:: Exercise goal ::
Reproduce all the entries beneath this sentence exactly.

:: Stored data entries ::
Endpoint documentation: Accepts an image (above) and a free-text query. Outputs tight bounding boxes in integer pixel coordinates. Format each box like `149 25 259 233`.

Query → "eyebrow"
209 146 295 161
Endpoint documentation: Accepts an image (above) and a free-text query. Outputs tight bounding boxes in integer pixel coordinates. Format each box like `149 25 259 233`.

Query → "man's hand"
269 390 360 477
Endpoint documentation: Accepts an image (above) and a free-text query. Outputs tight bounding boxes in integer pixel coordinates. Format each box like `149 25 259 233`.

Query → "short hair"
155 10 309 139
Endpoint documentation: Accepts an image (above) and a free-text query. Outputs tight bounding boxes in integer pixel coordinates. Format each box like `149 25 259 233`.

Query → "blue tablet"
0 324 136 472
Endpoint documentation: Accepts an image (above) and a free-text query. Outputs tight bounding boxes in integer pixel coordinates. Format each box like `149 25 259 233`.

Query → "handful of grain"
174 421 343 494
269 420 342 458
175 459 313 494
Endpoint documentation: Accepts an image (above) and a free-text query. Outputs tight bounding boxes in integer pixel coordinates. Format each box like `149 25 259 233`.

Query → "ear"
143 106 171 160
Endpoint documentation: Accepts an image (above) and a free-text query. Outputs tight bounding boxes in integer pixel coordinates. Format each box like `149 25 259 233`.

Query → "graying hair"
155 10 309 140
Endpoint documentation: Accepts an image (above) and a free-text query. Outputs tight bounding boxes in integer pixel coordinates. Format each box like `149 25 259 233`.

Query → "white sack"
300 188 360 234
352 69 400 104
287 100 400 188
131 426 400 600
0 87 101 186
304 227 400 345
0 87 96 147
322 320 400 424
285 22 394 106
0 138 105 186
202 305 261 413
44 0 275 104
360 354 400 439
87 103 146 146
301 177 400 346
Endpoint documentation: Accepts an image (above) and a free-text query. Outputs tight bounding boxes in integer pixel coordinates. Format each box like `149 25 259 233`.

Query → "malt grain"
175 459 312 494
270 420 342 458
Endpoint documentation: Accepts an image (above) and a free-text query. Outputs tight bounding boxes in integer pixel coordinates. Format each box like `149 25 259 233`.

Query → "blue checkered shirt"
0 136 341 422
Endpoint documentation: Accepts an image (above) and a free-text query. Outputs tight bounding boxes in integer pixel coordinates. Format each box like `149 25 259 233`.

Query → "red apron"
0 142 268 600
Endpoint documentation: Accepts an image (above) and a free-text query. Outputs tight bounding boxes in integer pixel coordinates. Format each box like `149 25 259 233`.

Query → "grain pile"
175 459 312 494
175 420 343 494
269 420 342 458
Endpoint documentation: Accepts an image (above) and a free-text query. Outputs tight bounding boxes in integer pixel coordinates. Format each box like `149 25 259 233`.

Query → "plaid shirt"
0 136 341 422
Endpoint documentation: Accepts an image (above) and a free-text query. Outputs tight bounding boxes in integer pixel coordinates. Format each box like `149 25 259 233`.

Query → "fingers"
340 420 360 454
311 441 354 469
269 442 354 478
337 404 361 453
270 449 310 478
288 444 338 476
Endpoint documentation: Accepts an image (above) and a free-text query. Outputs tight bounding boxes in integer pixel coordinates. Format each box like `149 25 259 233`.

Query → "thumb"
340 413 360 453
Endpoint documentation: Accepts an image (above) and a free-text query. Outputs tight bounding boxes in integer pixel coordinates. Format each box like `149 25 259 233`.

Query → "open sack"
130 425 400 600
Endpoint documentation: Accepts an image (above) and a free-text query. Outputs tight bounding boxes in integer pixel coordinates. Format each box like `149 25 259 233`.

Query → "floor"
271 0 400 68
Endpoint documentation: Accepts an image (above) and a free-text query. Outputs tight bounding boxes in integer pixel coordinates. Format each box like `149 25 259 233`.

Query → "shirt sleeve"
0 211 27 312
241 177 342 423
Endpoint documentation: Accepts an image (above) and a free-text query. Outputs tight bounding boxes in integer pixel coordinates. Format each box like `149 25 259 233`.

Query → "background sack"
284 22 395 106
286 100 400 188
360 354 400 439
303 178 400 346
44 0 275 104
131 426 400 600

:: Finished task ::
Endpoint documentation: Accepts an image (above) and a free-text query. Outputs tight bounding boxes in integer pixel coordinates. Format each box like `149 25 259 233`.

Query → "eyebrow"
209 146 295 161
Endpoint documentation: Accepts an image (above) and a free-text query. Outputs tight bounding boxes in integer pixel coordinates. Format each box like `149 25 259 233`.

Query → "man's hand"
269 390 360 477
Endpoint documentation: Accepts an image (above) and a free-text query. Outputs tight bounding boxes in integer pixel coordinates. Format each box like `149 25 259 233`.

Query → "short hair"
155 10 309 139
Endpoint documentation: Accepts an image (above) and a free-text query. Outputs tight bounding boxes in integer pixel coordinates. Format each box like `149 25 259 233`.

Query → "blue tablet"
0 324 136 472
Endpoint documentation: Accepts an image (above) and a free-text query. Outputs tight bounding boxes in integer pixel coordinates. Format each box like `149 25 259 233`.

Query → "handful of grain"
174 421 343 494
269 420 342 458
175 459 313 494
Endpoint documentation: Accepts an image (above) and a free-text query. Outputs tight bounding boxes in integer pixel coordinates. Format each box like `149 25 259 233`.

Query → "ear"
143 106 171 160
Endpoint documentation: Accepts an image (above) and a free-text query. Outputs tight bounding boxes in integer pixel coordinates. Format each box like `149 25 259 233`.

Query → "graying hair"
155 10 309 140
Endpoint documentation: Accepts an image (above) and a free-text query. Outputs tight bounding boxes in integer pixel coordinates. Format each box like `149 25 259 233`.

Query → "white sack"
300 188 360 234
352 69 400 104
287 100 400 188
131 426 400 600
0 87 101 186
304 227 400 345
0 87 96 147
322 320 400 424
285 22 394 106
0 138 105 186
202 305 261 413
44 0 275 104
360 354 400 439
87 103 146 146
301 177 400 346
Endpoint documentation: Accepts an image (above) and a free-text query. Outputs tight bounding boxes in integer pixel coordinates. Format each box like `149 25 259 233`.

Query → "malt grain"
175 459 312 494
270 420 342 458
Endpoint documentation: Accepts an image (above) and a free-text query. Outputs tight bounding boxes in integer pixel coordinates. Format each box like `149 25 259 233`.

Query → "blue checkered shirt"
0 136 341 422
Endpoint documentation: Accepts an image (above) and a free-text query. Outputs tight bounding boxes in integer pixel coordinates. Format each box like `149 25 259 233`.

Query → "red apron"
0 142 268 600
Endpoint documentation: Accepts an image (above) and a free-text query. Outputs tight bounding boxes in integer pixel coordinates. Format each box like `149 25 259 233`.

Query → "grain pile"
175 459 312 494
175 420 343 494
269 420 342 458
Endpoint documentation: Accepts an image (above) and a free-text query. Outputs tight bounding boxes in integer pixel coordinates. Format each box like `149 25 259 233`.

Query → "plaid shirt"
0 136 341 422
Endpoint documentation: Accepts an image (above) and a free-text query. Outputs tight bounding boxes in integer pixel coordinates. Format each box like `149 25 259 233`.

Query → "fingers"
340 420 360 454
311 441 354 469
269 442 354 478
337 404 361 453
270 449 310 478
288 444 338 476
Endpoint documentation: Accepts an image (above) and a free-text query. Outputs tight bounding boxes in integer pixel coordinates. Format each box like `149 25 259 233`.

Query → "thumb"
340 413 360 453
Endpoint documentation: Accepts an image (above) and a free-text query. Outputs tight bounding boxes in integer pixel coordinates. Format each box like `149 25 259 233`.

Query → "open sack"
130 425 400 600
Endpoint documentation: Accepts an image (above) and a free-text query. Outputs tight bounding boxes in integer pixel coordinates. Format each box like `149 25 259 233`.

Query → "floor"
271 0 400 68
Endpoint documentation: Accepts an image (above) and a free-text query. Outputs tight bounding boxes in integer pixel coordinates. Format each box like `149 25 259 233`.

Query → "shirt sleeve"
0 211 27 312
241 177 342 423
Endpoint documentation: Accepts an image (above) and a free-text query. Outputs tight bounding boxes in integer pixel coordinates. Format each box like `149 25 259 233`.

Query → "background sack"
284 22 395 106
286 100 400 188
360 354 400 439
303 178 400 346
44 0 275 104
131 426 400 600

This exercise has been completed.